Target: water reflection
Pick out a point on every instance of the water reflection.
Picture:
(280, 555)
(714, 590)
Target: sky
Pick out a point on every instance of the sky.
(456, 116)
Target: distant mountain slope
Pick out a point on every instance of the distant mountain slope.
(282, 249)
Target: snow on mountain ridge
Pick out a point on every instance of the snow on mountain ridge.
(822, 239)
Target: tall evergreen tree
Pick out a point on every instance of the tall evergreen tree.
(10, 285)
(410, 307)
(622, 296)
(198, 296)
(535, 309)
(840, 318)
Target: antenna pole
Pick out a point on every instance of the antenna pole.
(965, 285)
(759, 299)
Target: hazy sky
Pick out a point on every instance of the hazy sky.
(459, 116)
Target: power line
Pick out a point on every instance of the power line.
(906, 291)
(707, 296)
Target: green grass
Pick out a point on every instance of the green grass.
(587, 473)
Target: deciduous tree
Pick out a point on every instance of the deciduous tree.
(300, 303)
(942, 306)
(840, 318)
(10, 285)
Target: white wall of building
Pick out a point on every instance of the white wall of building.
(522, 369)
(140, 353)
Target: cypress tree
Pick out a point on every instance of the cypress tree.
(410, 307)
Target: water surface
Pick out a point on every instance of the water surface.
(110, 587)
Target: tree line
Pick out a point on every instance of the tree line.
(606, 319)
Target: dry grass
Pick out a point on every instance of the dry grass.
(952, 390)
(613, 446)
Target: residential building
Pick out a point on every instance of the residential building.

- Try it:
Report, from the entries above, each line where "residential" is found.

- Answer space:
Target: residential building
Pick out a point on every instance of the residential building.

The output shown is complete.